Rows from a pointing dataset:
══════════

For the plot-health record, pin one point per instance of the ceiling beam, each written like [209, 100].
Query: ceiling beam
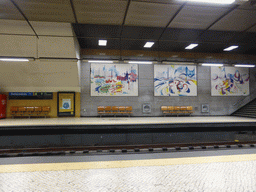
[217, 20]
[175, 15]
[163, 54]
[24, 17]
[241, 34]
[73, 9]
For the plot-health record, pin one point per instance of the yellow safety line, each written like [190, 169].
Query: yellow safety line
[122, 164]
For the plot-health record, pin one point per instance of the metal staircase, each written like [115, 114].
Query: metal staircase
[249, 110]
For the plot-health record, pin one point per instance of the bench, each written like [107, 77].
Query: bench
[177, 110]
[30, 111]
[114, 110]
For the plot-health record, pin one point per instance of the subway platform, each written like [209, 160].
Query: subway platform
[209, 170]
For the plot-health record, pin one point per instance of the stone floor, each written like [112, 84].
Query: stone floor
[227, 172]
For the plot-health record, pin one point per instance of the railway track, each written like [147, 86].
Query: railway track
[145, 148]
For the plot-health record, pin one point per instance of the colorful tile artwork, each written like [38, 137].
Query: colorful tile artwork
[175, 80]
[229, 81]
[114, 80]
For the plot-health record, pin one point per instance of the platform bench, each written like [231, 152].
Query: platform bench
[114, 110]
[30, 111]
[177, 110]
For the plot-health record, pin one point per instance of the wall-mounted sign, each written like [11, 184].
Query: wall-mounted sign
[30, 95]
[205, 108]
[66, 104]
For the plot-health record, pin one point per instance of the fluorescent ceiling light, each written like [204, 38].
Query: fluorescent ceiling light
[102, 42]
[149, 44]
[141, 62]
[191, 46]
[214, 1]
[178, 63]
[231, 48]
[241, 65]
[14, 59]
[99, 61]
[212, 64]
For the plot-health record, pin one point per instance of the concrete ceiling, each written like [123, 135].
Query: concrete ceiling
[128, 24]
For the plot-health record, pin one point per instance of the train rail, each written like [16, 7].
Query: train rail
[119, 149]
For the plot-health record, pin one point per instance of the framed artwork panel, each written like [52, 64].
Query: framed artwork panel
[229, 81]
[175, 80]
[114, 80]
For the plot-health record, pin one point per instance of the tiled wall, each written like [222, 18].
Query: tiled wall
[218, 105]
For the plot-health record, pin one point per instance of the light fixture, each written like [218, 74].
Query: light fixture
[241, 65]
[231, 48]
[212, 64]
[141, 62]
[149, 44]
[178, 63]
[102, 43]
[99, 61]
[213, 1]
[54, 59]
[191, 46]
[14, 59]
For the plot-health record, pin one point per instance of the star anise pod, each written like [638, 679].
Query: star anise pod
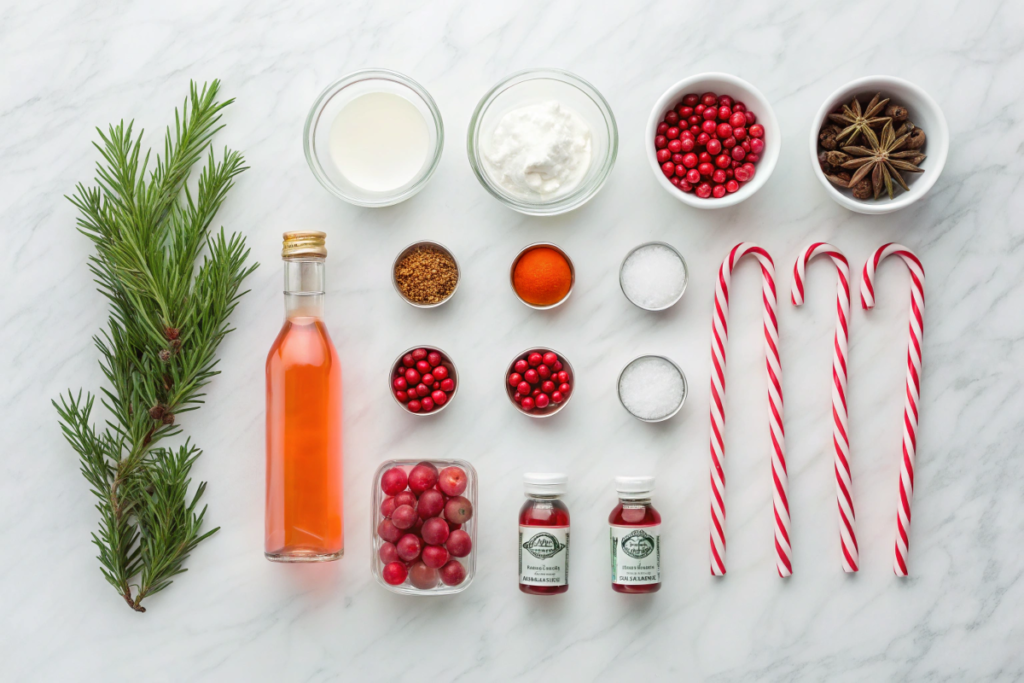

══════════

What you need to do: Return every line of the entries above that contains the word "panel", and copy each line in full.

Worked answer:
For the plot-health record, pin one point per instance of the framed artwork panel, each written like [52, 64].
Query: framed artwork panel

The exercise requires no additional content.